_Task instructions_
Repeat verbatim, and only, the lines of the data below, beginning at the line that contains "Target: textured white wall" and stopping after the line that contains "Target: young green coconut".

---- The data

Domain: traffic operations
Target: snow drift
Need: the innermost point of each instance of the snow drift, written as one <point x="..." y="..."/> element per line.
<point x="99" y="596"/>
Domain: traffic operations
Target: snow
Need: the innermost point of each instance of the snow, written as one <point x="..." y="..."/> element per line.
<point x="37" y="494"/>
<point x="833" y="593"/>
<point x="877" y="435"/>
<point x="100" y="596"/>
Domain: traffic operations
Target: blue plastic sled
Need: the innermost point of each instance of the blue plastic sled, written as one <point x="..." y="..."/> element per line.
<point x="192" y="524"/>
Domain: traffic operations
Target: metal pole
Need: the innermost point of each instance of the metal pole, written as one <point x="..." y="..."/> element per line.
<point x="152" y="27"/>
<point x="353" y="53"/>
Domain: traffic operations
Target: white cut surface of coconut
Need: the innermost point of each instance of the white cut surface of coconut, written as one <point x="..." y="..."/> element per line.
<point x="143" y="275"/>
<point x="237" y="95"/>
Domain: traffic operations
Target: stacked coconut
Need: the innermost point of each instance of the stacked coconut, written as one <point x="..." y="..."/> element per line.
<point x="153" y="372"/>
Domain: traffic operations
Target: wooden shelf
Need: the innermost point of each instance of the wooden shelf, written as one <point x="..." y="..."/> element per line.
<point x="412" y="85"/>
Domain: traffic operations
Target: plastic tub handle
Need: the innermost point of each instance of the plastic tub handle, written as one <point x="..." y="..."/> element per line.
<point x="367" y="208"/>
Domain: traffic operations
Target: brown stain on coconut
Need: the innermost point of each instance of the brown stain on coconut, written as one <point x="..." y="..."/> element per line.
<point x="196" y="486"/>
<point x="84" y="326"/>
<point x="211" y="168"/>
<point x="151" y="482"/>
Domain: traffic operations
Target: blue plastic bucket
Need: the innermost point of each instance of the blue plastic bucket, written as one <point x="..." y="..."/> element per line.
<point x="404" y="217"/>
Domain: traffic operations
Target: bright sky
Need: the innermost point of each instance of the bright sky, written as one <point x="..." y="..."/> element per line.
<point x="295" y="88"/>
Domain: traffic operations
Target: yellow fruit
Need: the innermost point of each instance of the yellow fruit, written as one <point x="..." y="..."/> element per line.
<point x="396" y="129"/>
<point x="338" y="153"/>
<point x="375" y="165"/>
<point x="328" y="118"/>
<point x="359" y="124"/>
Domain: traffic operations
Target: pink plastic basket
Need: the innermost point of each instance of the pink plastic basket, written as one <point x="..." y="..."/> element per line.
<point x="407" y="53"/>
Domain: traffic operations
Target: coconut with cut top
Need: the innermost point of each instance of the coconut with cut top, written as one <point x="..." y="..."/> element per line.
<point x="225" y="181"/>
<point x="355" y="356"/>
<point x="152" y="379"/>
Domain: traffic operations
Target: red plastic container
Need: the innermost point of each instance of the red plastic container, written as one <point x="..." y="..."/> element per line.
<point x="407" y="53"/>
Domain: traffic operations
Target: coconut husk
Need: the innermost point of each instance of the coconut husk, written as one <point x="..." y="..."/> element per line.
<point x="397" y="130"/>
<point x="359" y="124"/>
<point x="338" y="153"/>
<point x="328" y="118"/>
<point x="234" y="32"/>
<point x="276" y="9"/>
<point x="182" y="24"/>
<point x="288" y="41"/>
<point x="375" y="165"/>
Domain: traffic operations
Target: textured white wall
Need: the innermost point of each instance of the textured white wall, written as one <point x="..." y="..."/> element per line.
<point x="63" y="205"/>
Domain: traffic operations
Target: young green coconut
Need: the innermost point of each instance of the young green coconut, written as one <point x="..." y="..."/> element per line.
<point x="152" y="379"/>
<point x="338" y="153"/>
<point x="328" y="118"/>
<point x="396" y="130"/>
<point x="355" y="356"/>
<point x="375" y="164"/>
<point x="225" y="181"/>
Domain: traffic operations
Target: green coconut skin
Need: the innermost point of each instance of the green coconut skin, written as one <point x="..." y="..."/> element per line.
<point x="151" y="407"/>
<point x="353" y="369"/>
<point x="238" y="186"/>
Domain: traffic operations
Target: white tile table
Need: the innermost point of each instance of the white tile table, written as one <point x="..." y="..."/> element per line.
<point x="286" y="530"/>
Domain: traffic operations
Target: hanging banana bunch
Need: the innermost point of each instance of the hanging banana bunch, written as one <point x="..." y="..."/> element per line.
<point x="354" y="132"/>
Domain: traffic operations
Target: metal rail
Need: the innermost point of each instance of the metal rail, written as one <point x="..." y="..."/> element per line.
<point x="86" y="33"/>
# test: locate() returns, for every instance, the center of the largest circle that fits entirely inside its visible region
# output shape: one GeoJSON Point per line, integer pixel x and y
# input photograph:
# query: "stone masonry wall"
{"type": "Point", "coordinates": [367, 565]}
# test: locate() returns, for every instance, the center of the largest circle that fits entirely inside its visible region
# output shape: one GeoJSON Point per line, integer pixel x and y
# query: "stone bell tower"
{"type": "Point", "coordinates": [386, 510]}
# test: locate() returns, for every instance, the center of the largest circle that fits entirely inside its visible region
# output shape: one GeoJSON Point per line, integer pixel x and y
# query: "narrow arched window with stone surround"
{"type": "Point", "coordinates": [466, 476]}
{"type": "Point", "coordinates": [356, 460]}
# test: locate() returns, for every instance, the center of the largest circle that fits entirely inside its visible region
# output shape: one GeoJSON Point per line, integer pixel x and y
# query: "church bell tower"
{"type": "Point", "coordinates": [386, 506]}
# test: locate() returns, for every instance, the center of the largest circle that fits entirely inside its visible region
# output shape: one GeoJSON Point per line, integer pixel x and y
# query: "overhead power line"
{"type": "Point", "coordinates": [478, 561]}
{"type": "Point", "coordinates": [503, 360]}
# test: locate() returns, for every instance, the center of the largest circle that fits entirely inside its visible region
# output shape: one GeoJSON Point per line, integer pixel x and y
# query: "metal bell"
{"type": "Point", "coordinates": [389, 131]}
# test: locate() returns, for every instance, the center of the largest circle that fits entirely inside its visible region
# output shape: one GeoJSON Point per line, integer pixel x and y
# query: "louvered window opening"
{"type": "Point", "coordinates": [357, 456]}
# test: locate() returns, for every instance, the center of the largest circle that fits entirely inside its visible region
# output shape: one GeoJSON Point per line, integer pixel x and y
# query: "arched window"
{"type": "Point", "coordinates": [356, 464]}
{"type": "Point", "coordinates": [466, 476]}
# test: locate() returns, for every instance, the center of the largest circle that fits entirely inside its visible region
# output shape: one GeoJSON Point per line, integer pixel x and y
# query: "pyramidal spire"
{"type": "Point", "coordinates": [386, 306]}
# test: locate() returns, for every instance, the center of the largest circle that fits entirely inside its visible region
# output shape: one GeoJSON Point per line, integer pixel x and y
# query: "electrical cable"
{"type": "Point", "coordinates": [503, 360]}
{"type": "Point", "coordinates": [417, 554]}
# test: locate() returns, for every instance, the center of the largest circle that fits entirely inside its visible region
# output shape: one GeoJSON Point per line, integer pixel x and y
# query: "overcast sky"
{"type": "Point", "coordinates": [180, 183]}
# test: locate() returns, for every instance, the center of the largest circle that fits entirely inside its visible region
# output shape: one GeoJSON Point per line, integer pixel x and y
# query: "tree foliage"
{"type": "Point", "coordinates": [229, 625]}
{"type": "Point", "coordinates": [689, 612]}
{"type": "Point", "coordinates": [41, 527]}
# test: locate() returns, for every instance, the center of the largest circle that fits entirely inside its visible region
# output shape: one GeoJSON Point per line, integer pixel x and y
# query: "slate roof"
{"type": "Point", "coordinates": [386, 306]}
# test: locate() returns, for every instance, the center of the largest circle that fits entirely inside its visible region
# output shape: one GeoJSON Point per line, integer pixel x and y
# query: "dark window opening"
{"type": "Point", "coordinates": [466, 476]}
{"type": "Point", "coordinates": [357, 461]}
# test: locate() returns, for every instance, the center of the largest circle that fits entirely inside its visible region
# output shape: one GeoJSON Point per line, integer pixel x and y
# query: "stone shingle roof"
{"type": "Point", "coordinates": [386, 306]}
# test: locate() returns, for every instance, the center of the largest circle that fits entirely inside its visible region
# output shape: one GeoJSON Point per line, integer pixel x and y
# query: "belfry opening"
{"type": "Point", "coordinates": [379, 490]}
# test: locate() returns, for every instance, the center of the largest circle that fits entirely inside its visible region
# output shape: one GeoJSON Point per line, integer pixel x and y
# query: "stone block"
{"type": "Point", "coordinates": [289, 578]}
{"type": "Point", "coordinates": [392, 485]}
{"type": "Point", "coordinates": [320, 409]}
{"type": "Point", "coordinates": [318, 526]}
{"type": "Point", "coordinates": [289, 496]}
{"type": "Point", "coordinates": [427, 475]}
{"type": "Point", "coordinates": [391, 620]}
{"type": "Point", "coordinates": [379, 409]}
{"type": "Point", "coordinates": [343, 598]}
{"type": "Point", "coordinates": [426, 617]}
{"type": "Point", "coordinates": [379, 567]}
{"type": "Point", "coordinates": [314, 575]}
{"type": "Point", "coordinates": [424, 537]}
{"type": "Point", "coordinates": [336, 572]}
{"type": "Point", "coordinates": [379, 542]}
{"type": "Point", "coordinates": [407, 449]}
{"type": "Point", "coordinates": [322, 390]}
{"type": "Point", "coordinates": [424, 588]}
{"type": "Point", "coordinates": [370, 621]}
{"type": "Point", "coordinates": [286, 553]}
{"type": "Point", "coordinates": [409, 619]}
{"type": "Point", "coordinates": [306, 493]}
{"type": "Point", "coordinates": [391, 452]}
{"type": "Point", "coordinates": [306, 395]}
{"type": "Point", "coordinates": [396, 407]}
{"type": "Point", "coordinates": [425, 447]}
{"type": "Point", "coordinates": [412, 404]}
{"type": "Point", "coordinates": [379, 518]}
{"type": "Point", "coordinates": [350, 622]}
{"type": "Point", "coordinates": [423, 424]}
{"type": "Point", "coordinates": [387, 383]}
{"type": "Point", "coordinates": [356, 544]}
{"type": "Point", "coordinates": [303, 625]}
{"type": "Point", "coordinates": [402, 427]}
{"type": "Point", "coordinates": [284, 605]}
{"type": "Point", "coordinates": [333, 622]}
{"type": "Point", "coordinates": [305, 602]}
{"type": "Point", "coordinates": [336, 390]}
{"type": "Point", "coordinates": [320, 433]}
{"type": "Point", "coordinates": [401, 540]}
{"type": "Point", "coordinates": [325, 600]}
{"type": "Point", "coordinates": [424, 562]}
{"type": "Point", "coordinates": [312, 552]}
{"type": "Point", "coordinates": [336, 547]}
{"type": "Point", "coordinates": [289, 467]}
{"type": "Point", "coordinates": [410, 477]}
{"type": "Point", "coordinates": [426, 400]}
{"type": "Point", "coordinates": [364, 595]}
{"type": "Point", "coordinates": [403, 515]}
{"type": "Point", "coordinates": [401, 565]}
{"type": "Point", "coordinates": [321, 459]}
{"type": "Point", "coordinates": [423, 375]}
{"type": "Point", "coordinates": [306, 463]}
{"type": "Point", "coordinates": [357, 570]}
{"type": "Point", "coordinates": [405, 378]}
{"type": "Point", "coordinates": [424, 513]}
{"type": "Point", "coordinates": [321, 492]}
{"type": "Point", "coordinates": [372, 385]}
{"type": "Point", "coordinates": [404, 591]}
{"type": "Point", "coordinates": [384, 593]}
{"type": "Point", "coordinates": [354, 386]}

--------

_Response below_
Target: textured white wall
Need: the innermost point of each instance of the textured white wall, written as one <point x="..." y="..."/> element per line.
<point x="63" y="205"/>
Domain: traffic operations
Target: young green coconut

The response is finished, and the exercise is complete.